Give the lines of the data below, from the line with "of the blue" to the line with "pixel 537 320", both included, as a JSON list of strings with one string per line. Leave out any blank lines.

___ Source data ___

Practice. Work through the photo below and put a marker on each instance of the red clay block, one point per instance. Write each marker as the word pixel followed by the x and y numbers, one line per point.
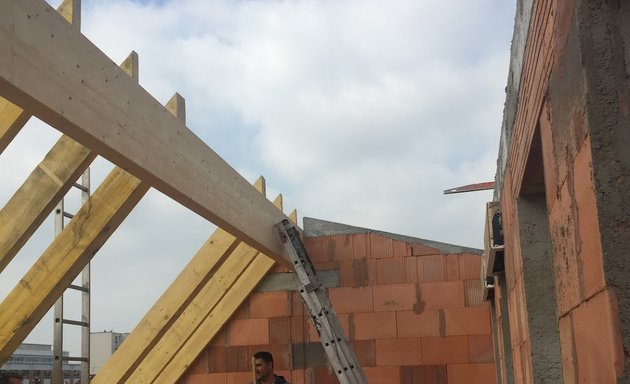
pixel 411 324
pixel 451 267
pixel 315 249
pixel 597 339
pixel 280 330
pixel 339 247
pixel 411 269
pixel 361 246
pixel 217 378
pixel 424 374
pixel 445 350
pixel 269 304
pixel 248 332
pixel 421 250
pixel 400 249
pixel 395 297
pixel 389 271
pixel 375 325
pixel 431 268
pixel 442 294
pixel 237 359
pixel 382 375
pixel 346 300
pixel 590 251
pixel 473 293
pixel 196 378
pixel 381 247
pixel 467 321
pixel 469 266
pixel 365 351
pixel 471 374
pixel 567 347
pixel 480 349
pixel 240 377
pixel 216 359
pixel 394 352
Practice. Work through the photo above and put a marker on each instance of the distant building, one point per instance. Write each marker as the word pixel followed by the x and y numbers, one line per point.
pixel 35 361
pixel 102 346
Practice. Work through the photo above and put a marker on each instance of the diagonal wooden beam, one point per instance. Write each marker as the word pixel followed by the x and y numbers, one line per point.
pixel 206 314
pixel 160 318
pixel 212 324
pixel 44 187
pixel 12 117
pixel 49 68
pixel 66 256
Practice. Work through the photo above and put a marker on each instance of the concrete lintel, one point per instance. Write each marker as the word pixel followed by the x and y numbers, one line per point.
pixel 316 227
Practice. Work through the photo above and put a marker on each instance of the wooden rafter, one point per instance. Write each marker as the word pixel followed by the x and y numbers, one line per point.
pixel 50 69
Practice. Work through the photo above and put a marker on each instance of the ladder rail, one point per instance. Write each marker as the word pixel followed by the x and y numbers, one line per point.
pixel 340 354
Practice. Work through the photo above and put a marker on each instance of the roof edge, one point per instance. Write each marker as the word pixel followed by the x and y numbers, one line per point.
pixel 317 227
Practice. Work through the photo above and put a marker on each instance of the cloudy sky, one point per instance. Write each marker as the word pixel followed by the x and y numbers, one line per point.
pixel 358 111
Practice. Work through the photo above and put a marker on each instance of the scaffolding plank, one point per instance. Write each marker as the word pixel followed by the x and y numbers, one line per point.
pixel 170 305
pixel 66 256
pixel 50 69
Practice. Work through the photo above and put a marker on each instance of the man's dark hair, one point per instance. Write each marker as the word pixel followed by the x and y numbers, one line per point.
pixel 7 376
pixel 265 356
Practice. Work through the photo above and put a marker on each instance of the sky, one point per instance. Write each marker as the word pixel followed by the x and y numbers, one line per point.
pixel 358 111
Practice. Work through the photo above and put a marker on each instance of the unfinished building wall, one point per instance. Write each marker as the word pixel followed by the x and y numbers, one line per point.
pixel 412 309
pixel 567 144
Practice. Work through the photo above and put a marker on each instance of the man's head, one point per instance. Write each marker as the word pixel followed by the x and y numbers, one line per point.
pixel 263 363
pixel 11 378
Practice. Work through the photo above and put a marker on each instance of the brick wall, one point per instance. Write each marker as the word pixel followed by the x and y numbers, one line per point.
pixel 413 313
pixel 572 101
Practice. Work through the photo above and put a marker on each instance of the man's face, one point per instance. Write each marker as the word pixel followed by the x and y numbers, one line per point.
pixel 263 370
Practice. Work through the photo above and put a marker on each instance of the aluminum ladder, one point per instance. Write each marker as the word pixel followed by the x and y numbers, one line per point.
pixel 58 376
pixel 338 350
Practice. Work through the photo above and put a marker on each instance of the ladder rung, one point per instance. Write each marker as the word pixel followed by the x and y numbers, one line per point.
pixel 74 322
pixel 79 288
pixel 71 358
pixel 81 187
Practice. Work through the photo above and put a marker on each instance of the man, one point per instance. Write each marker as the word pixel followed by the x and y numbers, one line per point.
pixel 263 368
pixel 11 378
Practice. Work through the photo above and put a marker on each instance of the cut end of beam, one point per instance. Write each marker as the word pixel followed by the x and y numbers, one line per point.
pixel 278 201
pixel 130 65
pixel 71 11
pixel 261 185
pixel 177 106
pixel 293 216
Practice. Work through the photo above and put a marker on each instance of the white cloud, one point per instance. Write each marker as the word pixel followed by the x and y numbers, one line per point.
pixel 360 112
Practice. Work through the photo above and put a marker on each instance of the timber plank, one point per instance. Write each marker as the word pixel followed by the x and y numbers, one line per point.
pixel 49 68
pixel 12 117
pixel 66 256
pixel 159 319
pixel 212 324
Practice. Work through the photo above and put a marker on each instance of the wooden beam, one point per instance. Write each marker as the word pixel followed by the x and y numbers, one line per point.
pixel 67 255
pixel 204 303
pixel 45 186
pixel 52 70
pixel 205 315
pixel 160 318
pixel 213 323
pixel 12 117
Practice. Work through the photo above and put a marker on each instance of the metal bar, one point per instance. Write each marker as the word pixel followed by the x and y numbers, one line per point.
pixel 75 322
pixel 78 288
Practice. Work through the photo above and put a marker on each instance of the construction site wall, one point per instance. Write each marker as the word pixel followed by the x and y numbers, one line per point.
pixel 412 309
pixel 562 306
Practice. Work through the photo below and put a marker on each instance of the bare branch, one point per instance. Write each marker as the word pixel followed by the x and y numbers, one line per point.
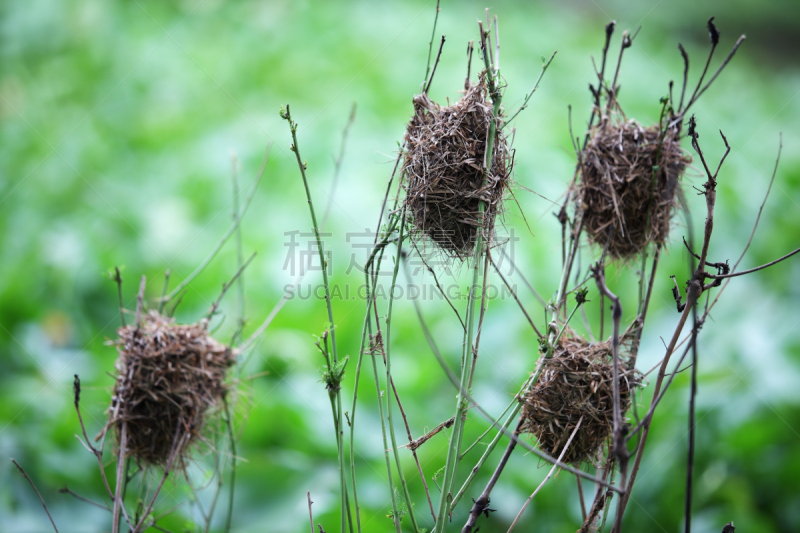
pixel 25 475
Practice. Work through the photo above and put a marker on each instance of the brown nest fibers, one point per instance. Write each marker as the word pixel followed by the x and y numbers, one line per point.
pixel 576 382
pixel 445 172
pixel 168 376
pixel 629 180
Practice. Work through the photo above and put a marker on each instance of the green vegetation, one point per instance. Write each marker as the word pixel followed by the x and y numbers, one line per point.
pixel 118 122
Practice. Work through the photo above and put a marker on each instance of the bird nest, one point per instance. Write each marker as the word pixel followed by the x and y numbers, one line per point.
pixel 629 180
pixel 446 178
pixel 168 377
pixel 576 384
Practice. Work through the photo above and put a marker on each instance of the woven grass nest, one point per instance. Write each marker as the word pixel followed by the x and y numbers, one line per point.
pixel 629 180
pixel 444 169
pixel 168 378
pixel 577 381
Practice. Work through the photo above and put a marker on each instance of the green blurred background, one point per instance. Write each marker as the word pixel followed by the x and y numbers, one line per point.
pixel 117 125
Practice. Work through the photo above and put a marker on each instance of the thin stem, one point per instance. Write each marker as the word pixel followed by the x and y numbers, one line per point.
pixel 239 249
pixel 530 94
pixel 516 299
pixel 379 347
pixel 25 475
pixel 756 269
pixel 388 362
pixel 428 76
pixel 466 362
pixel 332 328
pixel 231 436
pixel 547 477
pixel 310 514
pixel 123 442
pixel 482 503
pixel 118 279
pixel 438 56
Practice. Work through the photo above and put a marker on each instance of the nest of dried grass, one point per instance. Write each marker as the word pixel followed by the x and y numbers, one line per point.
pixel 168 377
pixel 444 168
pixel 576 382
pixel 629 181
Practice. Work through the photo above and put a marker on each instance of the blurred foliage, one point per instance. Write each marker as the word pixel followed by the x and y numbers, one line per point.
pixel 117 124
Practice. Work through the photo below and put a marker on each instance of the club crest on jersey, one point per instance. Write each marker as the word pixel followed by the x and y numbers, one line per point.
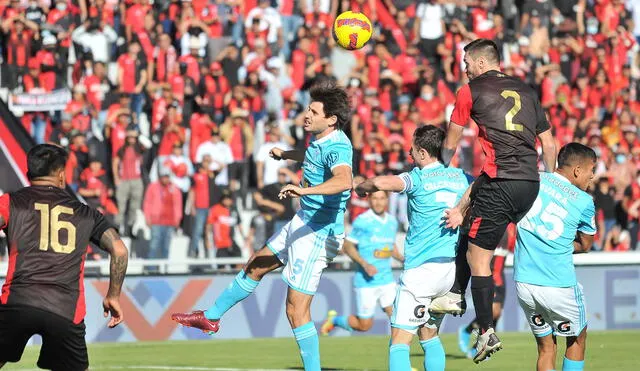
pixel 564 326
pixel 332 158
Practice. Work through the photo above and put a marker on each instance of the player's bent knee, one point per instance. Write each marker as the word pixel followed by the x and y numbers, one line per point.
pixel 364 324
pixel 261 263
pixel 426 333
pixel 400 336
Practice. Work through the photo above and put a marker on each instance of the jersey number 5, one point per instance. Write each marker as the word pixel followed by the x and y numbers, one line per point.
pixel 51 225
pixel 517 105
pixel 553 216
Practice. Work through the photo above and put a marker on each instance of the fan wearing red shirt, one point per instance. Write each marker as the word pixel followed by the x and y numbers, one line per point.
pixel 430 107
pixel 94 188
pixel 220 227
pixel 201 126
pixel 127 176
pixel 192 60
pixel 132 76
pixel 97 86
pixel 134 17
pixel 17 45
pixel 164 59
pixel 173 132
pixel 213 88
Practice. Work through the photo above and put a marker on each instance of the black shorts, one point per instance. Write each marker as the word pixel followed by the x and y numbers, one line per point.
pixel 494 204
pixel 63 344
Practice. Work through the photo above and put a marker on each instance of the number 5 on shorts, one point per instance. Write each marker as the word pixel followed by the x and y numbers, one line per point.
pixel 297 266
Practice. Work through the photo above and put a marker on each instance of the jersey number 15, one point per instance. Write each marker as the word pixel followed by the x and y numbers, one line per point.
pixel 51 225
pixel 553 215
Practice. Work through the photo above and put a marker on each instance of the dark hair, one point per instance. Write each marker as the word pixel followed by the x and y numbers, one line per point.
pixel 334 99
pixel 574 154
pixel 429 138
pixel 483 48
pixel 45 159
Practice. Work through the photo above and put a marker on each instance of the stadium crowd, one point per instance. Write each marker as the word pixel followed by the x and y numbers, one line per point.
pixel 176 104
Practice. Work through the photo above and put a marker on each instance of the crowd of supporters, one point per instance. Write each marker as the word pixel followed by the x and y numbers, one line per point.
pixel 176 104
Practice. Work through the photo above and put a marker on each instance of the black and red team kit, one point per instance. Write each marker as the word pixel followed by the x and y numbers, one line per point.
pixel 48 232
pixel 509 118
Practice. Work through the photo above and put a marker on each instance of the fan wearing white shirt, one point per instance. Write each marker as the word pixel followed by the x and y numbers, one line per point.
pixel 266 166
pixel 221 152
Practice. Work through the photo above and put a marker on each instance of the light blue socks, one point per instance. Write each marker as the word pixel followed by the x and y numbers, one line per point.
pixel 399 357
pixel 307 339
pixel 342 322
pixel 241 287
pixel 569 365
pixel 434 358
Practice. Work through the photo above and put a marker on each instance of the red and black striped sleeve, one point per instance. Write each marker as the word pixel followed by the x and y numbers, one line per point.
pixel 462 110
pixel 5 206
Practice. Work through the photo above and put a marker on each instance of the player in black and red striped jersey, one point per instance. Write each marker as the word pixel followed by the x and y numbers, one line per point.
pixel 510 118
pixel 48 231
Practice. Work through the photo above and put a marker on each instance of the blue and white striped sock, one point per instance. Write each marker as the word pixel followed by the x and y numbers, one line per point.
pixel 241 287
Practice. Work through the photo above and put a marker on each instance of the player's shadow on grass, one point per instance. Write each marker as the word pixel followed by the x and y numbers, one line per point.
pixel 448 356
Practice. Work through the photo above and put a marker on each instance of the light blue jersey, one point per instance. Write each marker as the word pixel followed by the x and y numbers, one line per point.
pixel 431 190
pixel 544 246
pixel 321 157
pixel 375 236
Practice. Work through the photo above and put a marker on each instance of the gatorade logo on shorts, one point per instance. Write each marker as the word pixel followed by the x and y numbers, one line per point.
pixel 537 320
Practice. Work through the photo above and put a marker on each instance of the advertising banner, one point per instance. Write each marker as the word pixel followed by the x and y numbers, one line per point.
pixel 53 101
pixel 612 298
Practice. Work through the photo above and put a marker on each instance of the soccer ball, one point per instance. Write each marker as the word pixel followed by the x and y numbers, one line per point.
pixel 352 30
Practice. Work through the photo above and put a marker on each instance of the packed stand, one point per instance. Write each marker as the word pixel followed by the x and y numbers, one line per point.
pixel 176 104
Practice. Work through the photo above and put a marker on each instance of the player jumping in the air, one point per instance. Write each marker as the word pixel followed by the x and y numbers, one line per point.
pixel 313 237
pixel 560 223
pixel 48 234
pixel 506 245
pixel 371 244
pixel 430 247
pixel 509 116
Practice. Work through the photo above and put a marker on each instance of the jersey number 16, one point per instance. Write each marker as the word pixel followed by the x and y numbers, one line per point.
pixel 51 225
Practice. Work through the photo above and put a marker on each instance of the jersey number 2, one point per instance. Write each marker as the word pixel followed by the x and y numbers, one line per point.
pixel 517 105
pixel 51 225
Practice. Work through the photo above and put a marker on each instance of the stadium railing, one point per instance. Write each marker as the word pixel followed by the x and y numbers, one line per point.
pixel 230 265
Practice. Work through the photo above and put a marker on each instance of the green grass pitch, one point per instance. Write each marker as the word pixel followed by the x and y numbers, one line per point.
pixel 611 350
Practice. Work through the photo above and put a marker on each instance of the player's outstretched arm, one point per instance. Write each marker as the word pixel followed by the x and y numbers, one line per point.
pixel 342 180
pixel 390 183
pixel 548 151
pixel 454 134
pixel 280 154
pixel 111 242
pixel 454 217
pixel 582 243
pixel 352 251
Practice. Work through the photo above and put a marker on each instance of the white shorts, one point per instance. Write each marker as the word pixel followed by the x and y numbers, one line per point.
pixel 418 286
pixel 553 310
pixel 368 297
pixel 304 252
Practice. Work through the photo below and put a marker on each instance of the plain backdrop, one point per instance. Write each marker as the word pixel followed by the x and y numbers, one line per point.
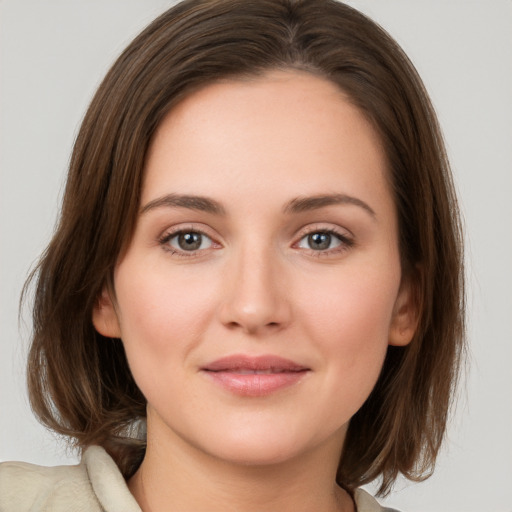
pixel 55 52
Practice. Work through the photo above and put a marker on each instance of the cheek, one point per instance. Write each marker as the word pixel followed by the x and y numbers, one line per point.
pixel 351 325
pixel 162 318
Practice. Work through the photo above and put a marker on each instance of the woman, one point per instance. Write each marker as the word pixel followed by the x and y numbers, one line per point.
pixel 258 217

___

**Final result:**
[
  "Practice. Work through the photo above and put a marker on each instance of the blue and white striped sock, one point per instance. Write each marker as the word pixel followed by the x and y numbers, one line per point.",
  "pixel 241 287",
  "Practice. Work through the photo above and put a marker on each instance of the player's shadow on grass, one point per instance. Write each marker as the word pixel followed by the x and y numbers, one line per point.",
  "pixel 448 356",
  "Practice. Work through the photo above and put a marker on each instance of the light blue jersey, one point per instance. Write each marker as the word pixel followed by the x and y numbers, one line per point.",
  "pixel 431 190",
  "pixel 544 246",
  "pixel 321 157",
  "pixel 375 236",
  "Practice. Work through the photo above and put a marker on each instance of the gatorade logo on shorts, one point per instance. Write each marker as the word pixel followed by the x and y numbers, one line per point.",
  "pixel 537 320"
]